• [PROVIDED TEXT]:
7. Major west-northwest-trending fold belts deform Quaternary and older strata overlying deeply buried (1-5 km deep) basement rocks; most regional fold belts strike obliquely to strike-slip faults and are consistent with wrench-fault structural patterns, but the age and intensity of folding differ from place to place.
8. Several fault-bounded basement blocks are internally little deformed: the Sebastopol block in northern California (Franciscan basement between the San Andreas and Rodgers Creek faults), the Salinian block in central California (granitic basement between the Rinconada and San Andreas faults), and the Perris block in southern California (granitic basement between the Elsinore and San Jacinto faults).
9. Throughout the Quaternary, widespread uplift has characterized most of the fault system; locally downwarped, fault-controlled basins that reverse this general pattern are the San Francisco Bay and Santa Clara Valley (northern California), the Santa Clara River valley-Ventura Basin (southern California), the Los Angeles Basin, and basins near the southern and southwestern margin of the San Joaquin Valley.
10. Maximum observed uplift rates (0.5-1.0 cm/yr) for the late Quaternary occur near Punta Gorda and in the Transverse Ranges; elsewhere, measured uplift rates average about 0.05 cm/yr, but in large areas of the fault system no reliable measurements of uplift rates are available.
11. Major strike-slip faults bound the west edge of several uplifted blocks in northern California: the Santa Rosa block, bounded by the Rodgers Creek and Maacama faults; the Diablo Range and Temblor Range blocks, bounded by the Calaveras and San Andreas faults; and the Santa Cruz Mountains and Santa Lucia Range blocks, bounded by the San Gregorio, San Simeon, and Hosgri faults.
12. In the Transverse and Peninsular Ranges of southern California, Quaternary uplift near strike-slip faults has produced two nearly orthogonal mountain chains: (1) the west-northwesterly-trending ranges that separate the Mojave Desert from coastal lowlands and that lie along the trend of Transverse Ranges thrust faults and the southern branch of the San Andreas fault, and (2) the northsouth-trending mountain system composed of discrete, northwest-trending ranges that are separated and possibly offset by the Elsinore and San Jacinto faults west of the Salton Sea.

• [ENTRIES PROVIDED]:
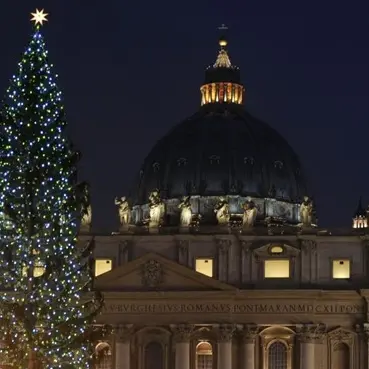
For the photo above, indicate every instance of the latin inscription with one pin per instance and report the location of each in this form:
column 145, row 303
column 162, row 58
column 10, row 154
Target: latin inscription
column 164, row 308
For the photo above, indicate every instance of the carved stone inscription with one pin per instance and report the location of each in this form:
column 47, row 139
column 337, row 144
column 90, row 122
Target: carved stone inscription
column 239, row 308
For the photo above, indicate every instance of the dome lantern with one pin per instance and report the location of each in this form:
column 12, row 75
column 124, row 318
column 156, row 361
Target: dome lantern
column 222, row 79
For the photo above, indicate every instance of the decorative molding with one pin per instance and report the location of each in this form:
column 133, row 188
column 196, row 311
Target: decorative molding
column 223, row 245
column 182, row 332
column 225, row 332
column 311, row 333
column 341, row 335
column 249, row 333
column 123, row 332
column 246, row 247
column 152, row 273
column 309, row 246
column 263, row 252
column 183, row 246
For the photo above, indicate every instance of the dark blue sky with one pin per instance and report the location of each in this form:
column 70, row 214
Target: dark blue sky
column 131, row 70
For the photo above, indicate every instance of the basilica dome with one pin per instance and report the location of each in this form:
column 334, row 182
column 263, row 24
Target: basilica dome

• [JOB]: Retype the portion of the fault-system text between "8. Several fault-bounded" and "San Joaquin Valley.", inclusive.

• [PROBLEM SOLUTION]:
8. Several fault-bounded basement blocks are internally little deformed: the Sebastopol block in northern California (Franciscan basement between the San Andreas and Rodgers Creek faults), the Salinian block in central California (granitic basement between the Rinconada and San Andreas faults), and the Perris block in southern California (granitic basement between the Elsinore and San Jacinto faults).
9. Throughout the Quaternary, widespread uplift has characterized most of the fault system; locally downwarped, fault-controlled basins that reverse this general pattern are the San Francisco Bay and Santa Clara Valley (northern California), the Santa Clara River valley-Ventura Basin (southern California), the Los Angeles Basin, and basins near the southern and southwestern margin of the San Joaquin Valley.